>>

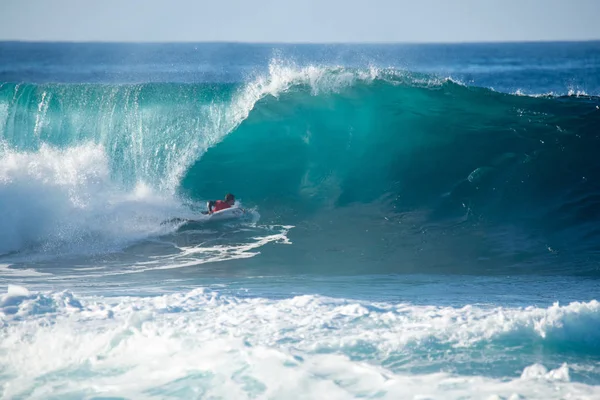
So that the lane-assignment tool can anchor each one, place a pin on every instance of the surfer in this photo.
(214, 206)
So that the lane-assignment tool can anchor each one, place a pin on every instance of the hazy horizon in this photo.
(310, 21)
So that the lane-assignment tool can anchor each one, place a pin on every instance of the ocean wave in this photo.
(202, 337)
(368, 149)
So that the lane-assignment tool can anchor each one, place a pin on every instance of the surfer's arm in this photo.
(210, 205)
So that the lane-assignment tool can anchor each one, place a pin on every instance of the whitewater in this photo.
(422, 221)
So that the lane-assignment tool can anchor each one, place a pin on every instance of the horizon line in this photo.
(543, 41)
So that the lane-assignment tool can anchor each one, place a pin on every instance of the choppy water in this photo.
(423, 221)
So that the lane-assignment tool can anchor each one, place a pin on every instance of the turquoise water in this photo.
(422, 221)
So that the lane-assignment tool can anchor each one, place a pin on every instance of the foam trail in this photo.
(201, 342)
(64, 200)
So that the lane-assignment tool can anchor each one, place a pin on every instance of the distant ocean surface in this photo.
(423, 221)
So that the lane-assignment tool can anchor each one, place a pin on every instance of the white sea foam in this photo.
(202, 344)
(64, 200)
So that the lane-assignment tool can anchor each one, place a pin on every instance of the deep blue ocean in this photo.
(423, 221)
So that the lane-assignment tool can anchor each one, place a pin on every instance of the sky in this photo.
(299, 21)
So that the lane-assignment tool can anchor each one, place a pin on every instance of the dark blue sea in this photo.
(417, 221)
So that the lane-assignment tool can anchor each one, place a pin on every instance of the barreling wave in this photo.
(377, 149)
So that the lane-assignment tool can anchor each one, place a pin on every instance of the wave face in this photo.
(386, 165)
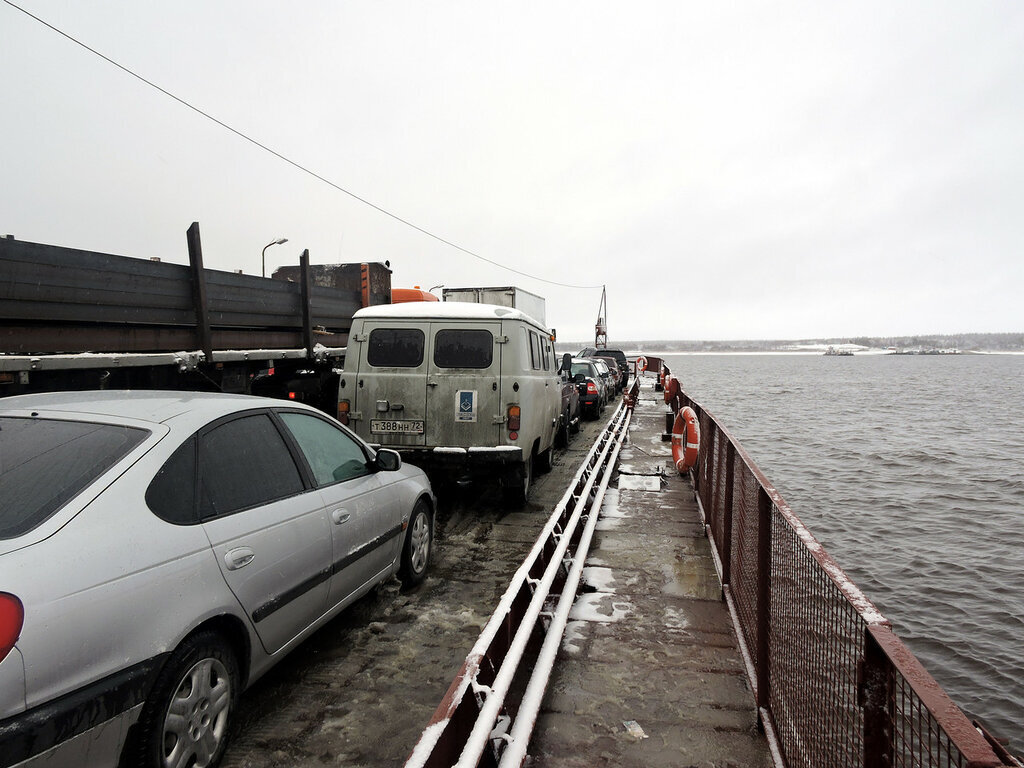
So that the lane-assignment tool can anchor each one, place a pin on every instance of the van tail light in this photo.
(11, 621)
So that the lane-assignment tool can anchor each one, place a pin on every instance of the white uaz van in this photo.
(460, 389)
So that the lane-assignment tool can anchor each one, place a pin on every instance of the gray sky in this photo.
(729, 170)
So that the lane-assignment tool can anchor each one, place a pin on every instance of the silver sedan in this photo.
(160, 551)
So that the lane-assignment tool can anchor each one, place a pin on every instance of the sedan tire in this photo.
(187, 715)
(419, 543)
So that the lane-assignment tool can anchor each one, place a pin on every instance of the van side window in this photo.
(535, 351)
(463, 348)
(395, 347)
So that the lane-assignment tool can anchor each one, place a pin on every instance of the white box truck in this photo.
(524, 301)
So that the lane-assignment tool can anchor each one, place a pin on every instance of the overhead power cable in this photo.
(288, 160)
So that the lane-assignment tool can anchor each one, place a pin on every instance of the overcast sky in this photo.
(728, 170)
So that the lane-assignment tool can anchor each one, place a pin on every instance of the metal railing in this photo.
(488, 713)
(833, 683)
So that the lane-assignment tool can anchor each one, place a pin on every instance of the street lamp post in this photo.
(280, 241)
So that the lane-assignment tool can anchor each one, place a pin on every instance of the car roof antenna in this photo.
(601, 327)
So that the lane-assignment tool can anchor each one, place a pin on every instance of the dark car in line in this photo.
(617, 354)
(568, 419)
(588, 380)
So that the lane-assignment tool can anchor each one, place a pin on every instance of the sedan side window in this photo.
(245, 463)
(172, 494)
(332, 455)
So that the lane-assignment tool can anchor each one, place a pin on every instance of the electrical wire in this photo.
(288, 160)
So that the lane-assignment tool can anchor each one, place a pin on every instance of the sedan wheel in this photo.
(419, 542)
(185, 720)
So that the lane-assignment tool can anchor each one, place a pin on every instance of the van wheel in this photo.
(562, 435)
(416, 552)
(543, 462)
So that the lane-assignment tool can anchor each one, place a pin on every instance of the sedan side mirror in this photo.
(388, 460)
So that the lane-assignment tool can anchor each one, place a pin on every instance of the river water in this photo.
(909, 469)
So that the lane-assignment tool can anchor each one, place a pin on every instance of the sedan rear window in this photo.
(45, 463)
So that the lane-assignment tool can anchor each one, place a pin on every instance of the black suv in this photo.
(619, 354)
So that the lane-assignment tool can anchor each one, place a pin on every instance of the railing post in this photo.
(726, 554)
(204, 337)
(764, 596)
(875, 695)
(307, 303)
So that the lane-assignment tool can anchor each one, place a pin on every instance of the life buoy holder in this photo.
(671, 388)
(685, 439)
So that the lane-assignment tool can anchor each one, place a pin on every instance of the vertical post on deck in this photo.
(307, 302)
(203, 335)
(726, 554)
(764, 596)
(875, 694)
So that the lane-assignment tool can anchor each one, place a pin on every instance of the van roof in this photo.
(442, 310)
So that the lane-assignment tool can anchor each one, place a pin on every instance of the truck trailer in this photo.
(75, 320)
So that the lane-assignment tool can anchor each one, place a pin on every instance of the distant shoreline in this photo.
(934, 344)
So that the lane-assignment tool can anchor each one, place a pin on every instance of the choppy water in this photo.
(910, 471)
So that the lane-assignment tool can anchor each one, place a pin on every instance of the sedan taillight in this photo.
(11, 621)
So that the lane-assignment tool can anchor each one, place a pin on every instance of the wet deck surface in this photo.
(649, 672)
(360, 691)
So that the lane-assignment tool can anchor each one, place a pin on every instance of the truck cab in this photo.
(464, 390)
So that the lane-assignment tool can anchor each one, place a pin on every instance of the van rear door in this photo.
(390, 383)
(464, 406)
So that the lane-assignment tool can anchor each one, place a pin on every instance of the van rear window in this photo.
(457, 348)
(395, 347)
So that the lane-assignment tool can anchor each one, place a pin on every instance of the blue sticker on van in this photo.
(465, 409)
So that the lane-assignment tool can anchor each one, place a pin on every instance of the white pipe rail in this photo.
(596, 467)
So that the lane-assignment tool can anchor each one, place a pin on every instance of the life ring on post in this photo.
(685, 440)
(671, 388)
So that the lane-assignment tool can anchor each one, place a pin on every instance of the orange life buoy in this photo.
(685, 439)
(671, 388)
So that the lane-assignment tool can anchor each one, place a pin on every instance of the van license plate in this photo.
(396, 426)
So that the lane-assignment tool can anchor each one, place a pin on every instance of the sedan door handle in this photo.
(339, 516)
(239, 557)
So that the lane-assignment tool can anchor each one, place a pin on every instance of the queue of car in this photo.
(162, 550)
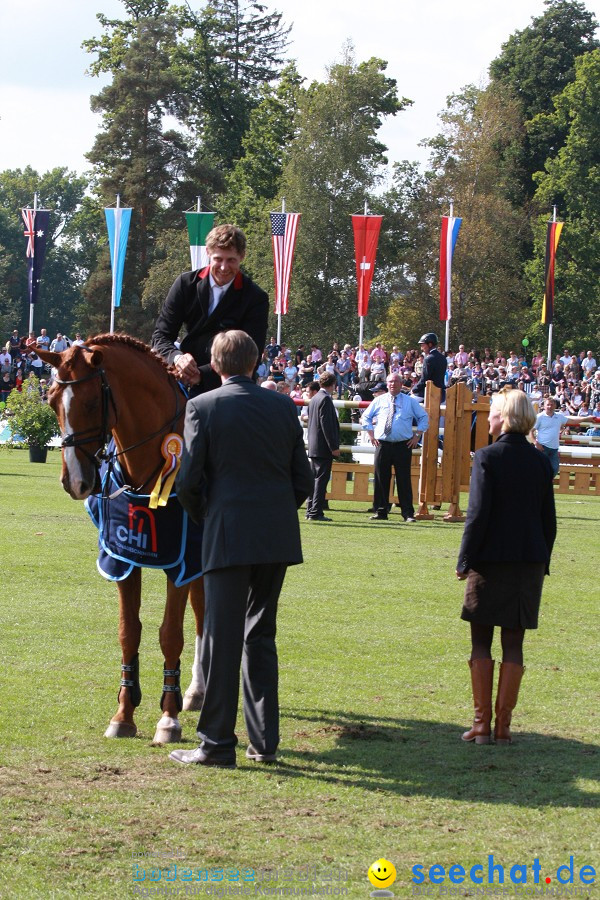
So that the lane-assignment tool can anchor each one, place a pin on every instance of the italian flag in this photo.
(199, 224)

<<

Do not include the images; transcribe the rest of the listing exactly.

So that the lane-assignment tool can anchor each one, place a pin on every instance of the surfer in this photo.
(214, 206)
So that the lane-assignment tool can anchor each one, place a pin on every instance of the hazy horizon in this photo.
(310, 21)
So that the lane-assignment tool can anchor each one, place a pin on every instance of the ocean wave in this photo.
(202, 337)
(368, 149)
So that the lane-assignment tool can anchor each one, place a pin on every instance of the surfer's arm in this photo.
(210, 205)
So that the lane-assignment tool can anchor each one, place a pin on every instance of the whitewater in this photo.
(422, 221)
So that the lane-assignment tool can anchor each one, place a pin on every instance of the horizon line in this photo.
(543, 41)
So that the lane-assignment tool can anchor each one, place a pin on every instance of the choppy water in this photo.
(423, 221)
So that the lane-assignment tool can anchor each one, place a pin on every instance of the turquoise water in this photo.
(422, 221)
So that the lane-assignment tool can anchor each one, place a pin on every instance of the foam trail in this photo.
(201, 342)
(64, 200)
So that the lane-assignment tool can anchor each one, place a pin on every instance of the distant ocean surface in this photo.
(423, 221)
So that the lane-assignment tool can anchor each one, place a pin on every instance of the white sea foam in this photo.
(202, 344)
(64, 200)
So that the lane-assignment tool can anchor each one, place a pin on every instance of the deep blue ocean in this photo.
(423, 221)
So that the lane-assignment tool can anchor each one, place a pin on every instance of the sky in this photo.
(299, 21)
So that the lane-assignment tool can anchor each one, place a pin on every instance of the dark blue sea in this photo.
(417, 221)
So that the lane-assignment tool can anchor each one, place a pin on every instance of the barreling wave in this photo.
(377, 149)
So that the lane-assignment tool can anchor each one, place a pin on every instance of the wave face in this photo.
(386, 165)
So that the lane-assignment tool can anchor each one, place a pin on every instance of the van tail light in this photo.
(11, 621)
So that the lane-assignment tool can anchor each one, place a pin on every instance of the white uaz van in this photo.
(460, 389)
So that the lane-assignment tool can anchor each one, place a pin on every instance of the gray sky in this photo.
(729, 170)
So that the lane-assignment tool can anchor each one, place a pin on every instance of the silver sedan in this photo.
(160, 551)
So that the lane-assignment tool can anchor each one, place a pin on every instance of the sedan tire in this photo.
(187, 715)
(419, 543)
So that the lane-assignment tool can anchor each one, place a pin on every instance of the van side window in this photo.
(535, 351)
(463, 348)
(395, 347)
So that the lane-assignment tool can anchor each one, place a pin on every instance of the white box truck in this photo.
(524, 301)
So that the lane-assignment tool can anchor each one, place a pin on every instance of the overhead power cable in this photo.
(288, 160)
So that the lane-assignment tool can anchor each one, place a pin on every instance of the overcast sky in this photo.
(728, 170)
So that the lane-assignment tool can anchor each one, place a pin on every instance of the metal railing in this photo.
(488, 713)
(833, 683)
So that the lane-assignment tool can anchor each one, place a pin on every instance of the street lamp post in this photo.
(280, 241)
So that the lane-assignment tool can anchor each one, place a pin on every instance of the car roof antenna in this photo.
(601, 327)
So that the lane-assignment tool can anchor each one, place a pin on every instance of the dark car in line in this photo.
(617, 354)
(568, 419)
(588, 380)
So that the lane-assignment tool can anchor each one, place a pin on every instance of the sedan side window in this photo.
(245, 463)
(172, 494)
(332, 455)
So that the lane-assignment tool can anchor each one, place a pin on every instance of the electrical wire in this photo.
(288, 160)
So that the lane-assignment tool can anchor each one, place a pin on every instance of the sedan wheel in this photo.
(419, 542)
(185, 720)
So that the lane-assignment tool can anchor each one, place a pin on every instance of the van wheel in this photo.
(562, 435)
(416, 552)
(543, 462)
So that the lane-assignment tool can anchor each one, place a pin on every instance of the sedan side mirror in this photo.
(388, 460)
So that the lane-assignment tool can anchor each one, place a pin on every instance of the river water in this photo.
(909, 469)
So that the lane-assignment tool can anchor each one, place a pin on every instance of the sedan rear window in this photo.
(45, 463)
So that the lane-assignment tool can anchor each one, place a pin on every instance of the black suv in this photo.
(619, 354)
So that the lane-assignment tool can anchor each one, place a pin on every instance of the railing post in this photo.
(726, 554)
(204, 337)
(764, 596)
(875, 695)
(307, 303)
So that the lane-assignment tool can anchor each one, place a pin on every instance of the life buoy holder in this photo.
(671, 388)
(685, 439)
So that the lane-assignment tool can anchor each one, place a pin on every instance of the vertical post on deck in this photo.
(307, 302)
(203, 335)
(726, 554)
(764, 596)
(875, 694)
So that the lane-assignment tool can anchor each one, place a pin on every instance of the van roof in this photo.
(442, 310)
So that the lane-assignment tool can anchor each one, place a pin on every instance of the truck trailer in this photo.
(75, 320)
So that the lane-assignment tool can anchor each one, place a pin on every instance of the distant shoreline in this photo.
(934, 344)
So that the lane-assignment tool can anchor each one, place a pin on every instance of the choppy water in this photo.
(910, 471)
So that the lane-assignment tool can anchor each one, place a pin on every instance of the sedan taillight in this photo.
(11, 621)
So that the lane-assignment tool can anchor each one, place a pin on every instance of the wet deck surface in this photo.
(649, 672)
(360, 691)
So that the lane-assignment tool can anchor each one, place a pin on every instance of the truck cab in this photo.
(464, 390)
So that the lane-assignment tool can anchor each one, place a pin on every instance of the van rear door in this photo.
(390, 383)
(464, 406)
So that the lane-assignment tool can anchor each one, place a pin on every instance of the van rear window in this photo.
(457, 348)
(395, 347)
So that the lane-assignment tool can anchor each one, place a pin on every instance of the blue sticker on van in this photo.
(465, 409)
So that the lane-assignment tool can anchor each one, place a pin on every instance of the white pipe rail in this photo.
(596, 467)
So that the lane-assignment tool can anchor each one, place a pin on every instance of the life ring on post in this photo.
(685, 440)
(671, 388)
So that the lane-assignment tool can anchor each one, place a pin on every instance of the orange life buoy in this photo.
(685, 439)
(671, 388)
So that the lane-assignment tool can anchor each one, place a pin on every instance of the van license plate in this photo.
(396, 426)
So that the lane-assignment tool can anchor each one, place a pin on every instance of the sedan door handle in this photo.
(339, 516)
(239, 557)
So that the lane-assignment tool can anchor each one, place a pin on every instance of the queue of car in this photo.
(162, 550)
So that the lane-assignment tool can anchor each one, place a pin on every instance of the italian flag in this photo.
(199, 224)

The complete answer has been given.